=== Written request ===
Convert the data below, from the line containing "Check the image above for the presence of any puppy paw." down through the line containing "xmin=337 ymin=0 xmax=474 ymax=400", into a Markdown table with the columns Row and Line. Give each line its own numbered row and leave out any blank lines.

=== Provided data ===
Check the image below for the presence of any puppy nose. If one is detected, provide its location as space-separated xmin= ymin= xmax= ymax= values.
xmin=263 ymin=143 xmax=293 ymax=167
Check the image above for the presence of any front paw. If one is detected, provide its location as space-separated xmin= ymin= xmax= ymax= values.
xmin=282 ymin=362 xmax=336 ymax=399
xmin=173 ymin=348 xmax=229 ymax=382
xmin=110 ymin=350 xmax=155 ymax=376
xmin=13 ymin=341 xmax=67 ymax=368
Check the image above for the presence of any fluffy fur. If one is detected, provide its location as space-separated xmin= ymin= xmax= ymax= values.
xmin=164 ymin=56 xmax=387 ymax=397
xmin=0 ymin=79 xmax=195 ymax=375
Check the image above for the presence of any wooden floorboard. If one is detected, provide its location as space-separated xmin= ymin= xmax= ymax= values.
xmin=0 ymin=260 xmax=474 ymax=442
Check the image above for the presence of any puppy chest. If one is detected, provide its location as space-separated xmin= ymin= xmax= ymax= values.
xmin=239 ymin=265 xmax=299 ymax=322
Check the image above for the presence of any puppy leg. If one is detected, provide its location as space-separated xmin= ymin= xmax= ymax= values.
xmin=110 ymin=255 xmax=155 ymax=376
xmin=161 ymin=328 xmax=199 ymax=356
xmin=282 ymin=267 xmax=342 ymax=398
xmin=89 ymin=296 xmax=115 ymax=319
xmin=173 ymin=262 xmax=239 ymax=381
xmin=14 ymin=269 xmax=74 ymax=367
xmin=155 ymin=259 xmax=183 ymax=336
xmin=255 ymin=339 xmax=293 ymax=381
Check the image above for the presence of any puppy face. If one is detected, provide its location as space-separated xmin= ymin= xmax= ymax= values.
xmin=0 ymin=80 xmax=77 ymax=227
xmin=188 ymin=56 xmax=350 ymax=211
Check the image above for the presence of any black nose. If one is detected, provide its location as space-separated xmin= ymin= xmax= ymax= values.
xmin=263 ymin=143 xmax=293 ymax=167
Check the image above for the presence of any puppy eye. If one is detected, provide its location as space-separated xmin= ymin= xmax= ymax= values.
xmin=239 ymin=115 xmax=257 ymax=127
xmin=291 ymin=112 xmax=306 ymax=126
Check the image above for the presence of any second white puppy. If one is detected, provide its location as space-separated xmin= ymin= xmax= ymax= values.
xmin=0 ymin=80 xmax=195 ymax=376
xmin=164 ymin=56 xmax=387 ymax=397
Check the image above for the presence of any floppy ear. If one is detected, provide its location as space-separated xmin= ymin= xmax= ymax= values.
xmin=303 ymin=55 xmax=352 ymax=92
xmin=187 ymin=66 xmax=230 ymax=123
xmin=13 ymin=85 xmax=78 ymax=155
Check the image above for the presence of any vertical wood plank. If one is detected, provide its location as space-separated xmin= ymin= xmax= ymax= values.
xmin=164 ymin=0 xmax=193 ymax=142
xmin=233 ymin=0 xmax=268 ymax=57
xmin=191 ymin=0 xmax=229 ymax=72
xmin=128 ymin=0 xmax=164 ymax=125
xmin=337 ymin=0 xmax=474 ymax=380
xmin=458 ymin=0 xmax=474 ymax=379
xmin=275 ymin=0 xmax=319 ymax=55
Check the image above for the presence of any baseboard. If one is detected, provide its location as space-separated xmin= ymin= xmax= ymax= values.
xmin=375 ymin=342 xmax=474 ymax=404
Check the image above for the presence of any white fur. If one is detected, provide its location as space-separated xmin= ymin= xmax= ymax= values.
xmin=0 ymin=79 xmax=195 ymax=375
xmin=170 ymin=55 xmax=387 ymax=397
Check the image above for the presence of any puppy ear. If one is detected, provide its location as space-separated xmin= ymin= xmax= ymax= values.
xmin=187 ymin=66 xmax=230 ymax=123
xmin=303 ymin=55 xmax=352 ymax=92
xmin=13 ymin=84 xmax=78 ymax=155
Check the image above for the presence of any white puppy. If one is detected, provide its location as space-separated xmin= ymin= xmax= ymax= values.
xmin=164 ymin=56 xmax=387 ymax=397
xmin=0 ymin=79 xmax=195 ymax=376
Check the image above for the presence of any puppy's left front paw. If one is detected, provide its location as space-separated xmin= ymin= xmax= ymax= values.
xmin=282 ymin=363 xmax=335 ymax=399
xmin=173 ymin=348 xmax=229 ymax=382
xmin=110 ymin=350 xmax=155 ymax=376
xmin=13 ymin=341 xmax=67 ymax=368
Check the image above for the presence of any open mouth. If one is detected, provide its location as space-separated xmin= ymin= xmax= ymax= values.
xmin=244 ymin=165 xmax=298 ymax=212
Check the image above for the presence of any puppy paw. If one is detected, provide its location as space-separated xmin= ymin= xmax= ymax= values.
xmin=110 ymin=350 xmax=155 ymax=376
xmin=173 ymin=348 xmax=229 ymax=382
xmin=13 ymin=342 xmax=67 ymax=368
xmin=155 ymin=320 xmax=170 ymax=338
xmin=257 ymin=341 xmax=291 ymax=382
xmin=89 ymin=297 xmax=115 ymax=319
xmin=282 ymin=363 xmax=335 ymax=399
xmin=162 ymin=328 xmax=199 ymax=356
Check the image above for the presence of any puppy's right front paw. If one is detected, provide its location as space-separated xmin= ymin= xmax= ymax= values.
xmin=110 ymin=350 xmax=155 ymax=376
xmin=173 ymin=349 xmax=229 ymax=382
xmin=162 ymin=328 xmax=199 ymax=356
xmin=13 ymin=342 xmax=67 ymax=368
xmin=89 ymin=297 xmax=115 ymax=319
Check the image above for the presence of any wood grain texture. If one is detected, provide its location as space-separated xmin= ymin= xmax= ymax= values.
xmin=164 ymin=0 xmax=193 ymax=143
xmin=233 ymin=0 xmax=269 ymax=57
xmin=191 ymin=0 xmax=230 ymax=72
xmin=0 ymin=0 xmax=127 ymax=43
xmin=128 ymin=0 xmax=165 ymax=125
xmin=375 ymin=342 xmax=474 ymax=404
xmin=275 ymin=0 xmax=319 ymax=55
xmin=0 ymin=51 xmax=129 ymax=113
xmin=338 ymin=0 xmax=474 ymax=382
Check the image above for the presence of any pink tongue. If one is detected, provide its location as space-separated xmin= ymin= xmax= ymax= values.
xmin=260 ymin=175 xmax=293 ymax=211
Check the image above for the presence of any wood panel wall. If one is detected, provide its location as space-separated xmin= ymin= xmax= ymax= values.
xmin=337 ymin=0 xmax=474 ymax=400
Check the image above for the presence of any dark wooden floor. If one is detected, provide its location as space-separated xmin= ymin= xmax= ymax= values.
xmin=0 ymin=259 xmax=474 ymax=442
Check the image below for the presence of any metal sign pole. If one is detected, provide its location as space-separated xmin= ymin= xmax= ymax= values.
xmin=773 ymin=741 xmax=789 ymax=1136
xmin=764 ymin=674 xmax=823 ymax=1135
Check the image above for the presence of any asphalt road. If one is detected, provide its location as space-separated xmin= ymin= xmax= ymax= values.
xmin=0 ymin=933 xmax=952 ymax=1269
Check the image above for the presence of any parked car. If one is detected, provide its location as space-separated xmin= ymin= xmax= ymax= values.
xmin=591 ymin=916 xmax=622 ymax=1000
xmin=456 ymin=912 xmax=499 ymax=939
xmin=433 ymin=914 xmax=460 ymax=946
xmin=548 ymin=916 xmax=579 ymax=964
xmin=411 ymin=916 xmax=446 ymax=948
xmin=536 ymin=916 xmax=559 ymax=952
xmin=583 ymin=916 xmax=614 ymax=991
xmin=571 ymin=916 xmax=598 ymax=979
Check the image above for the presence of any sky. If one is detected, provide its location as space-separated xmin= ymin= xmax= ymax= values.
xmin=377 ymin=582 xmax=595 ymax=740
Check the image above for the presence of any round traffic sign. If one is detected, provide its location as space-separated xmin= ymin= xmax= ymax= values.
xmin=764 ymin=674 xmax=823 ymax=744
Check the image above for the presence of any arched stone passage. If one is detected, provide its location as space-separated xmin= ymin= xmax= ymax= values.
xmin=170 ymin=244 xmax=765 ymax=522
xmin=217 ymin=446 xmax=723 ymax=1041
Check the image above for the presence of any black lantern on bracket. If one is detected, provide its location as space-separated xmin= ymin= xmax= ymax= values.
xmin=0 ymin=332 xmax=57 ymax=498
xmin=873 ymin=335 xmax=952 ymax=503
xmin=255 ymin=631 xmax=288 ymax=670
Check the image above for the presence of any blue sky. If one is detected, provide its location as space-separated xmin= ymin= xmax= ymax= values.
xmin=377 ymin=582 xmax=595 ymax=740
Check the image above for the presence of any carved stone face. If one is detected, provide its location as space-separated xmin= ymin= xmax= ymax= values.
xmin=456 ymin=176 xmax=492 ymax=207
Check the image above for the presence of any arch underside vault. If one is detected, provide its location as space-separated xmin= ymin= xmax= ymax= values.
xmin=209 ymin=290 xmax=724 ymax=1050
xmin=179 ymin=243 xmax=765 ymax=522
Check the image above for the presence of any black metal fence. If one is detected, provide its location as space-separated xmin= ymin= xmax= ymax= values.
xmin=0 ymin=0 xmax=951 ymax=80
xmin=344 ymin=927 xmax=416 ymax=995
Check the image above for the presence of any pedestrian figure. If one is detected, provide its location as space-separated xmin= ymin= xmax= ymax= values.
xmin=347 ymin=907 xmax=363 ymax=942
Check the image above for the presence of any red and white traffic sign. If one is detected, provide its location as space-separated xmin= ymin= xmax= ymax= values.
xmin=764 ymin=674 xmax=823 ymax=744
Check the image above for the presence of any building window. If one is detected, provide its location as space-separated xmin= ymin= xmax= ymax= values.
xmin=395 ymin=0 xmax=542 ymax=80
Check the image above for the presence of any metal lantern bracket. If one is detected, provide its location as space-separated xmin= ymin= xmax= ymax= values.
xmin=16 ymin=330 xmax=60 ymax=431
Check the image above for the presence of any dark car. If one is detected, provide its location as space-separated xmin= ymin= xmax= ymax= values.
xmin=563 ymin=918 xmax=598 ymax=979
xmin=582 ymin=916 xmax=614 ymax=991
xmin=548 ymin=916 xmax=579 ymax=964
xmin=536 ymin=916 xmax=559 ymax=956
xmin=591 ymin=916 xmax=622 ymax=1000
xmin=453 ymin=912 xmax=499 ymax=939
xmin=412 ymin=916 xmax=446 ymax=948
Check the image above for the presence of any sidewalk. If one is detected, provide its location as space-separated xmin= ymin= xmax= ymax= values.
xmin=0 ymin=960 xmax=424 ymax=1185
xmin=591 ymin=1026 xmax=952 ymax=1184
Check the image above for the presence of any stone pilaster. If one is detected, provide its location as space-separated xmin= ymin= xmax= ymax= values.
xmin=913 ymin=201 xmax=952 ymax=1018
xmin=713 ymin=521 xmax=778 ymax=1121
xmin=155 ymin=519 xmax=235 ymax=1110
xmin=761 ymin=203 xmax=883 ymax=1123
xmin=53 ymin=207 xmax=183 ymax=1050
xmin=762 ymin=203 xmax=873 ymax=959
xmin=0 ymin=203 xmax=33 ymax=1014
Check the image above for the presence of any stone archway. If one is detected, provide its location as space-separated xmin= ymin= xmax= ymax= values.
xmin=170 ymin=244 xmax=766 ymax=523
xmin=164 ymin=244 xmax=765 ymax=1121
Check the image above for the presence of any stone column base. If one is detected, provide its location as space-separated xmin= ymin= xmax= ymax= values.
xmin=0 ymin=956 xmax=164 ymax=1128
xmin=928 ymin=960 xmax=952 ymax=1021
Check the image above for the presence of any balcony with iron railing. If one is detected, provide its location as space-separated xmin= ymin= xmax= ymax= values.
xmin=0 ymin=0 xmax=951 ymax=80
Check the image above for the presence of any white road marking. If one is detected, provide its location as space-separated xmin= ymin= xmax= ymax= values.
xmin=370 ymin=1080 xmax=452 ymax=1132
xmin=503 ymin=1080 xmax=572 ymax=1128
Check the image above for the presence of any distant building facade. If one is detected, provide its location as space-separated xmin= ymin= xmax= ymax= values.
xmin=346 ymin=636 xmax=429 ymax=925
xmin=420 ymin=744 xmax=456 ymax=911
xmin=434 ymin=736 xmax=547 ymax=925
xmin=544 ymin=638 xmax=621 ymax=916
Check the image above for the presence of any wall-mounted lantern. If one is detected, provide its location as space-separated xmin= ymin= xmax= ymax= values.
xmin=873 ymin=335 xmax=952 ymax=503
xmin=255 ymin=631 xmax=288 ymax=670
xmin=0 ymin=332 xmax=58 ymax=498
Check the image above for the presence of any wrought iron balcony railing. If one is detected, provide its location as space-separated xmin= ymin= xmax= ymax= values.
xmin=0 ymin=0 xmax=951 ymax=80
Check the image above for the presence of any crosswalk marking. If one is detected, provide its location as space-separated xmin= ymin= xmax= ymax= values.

=== Final answer ===
| Row | Line |
|---|---|
| 1 | Check the image above for the presence of any puppy paw. If one is detected, provide its location as space-separated xmin= ymin= xmax= ymax= values. |
| 2 | xmin=110 ymin=350 xmax=155 ymax=376 |
| 3 | xmin=173 ymin=348 xmax=229 ymax=382 |
| 4 | xmin=13 ymin=342 xmax=67 ymax=368 |
| 5 | xmin=155 ymin=320 xmax=170 ymax=338 |
| 6 | xmin=257 ymin=341 xmax=291 ymax=382 |
| 7 | xmin=89 ymin=297 xmax=115 ymax=319 |
| 8 | xmin=282 ymin=363 xmax=335 ymax=399 |
| 9 | xmin=162 ymin=328 xmax=199 ymax=356 |
| 10 | Check the image above for the presence of any puppy's right front paw. If one is detected, provide its location as space-separated xmin= ymin= xmax= ymax= values. |
| 11 | xmin=110 ymin=350 xmax=155 ymax=376 |
| 12 | xmin=173 ymin=349 xmax=229 ymax=382 |
| 13 | xmin=162 ymin=328 xmax=199 ymax=356 |
| 14 | xmin=13 ymin=342 xmax=67 ymax=368 |
| 15 | xmin=89 ymin=297 xmax=115 ymax=319 |
| 16 | Check the image above for the presence of any wood grain texture. If one is detected, provide its location as space-separated xmin= ymin= xmax= ymax= values. |
| 17 | xmin=164 ymin=0 xmax=193 ymax=143 |
| 18 | xmin=233 ymin=0 xmax=269 ymax=57 |
| 19 | xmin=191 ymin=0 xmax=230 ymax=72 |
| 20 | xmin=0 ymin=0 xmax=127 ymax=43 |
| 21 | xmin=128 ymin=0 xmax=165 ymax=125 |
| 22 | xmin=375 ymin=342 xmax=474 ymax=404 |
| 23 | xmin=275 ymin=0 xmax=319 ymax=55 |
| 24 | xmin=0 ymin=51 xmax=129 ymax=113 |
| 25 | xmin=338 ymin=0 xmax=474 ymax=382 |
| 26 | Check the image above for the presence of any pink tongue. If one is detected, provide its location as space-separated xmin= ymin= xmax= ymax= values. |
| 27 | xmin=260 ymin=175 xmax=293 ymax=211 |
| 28 | Check the image above for the presence of any wood panel wall. If one is detected, provide its location as space-separated xmin= ymin= xmax= ymax= values. |
| 29 | xmin=337 ymin=0 xmax=474 ymax=400 |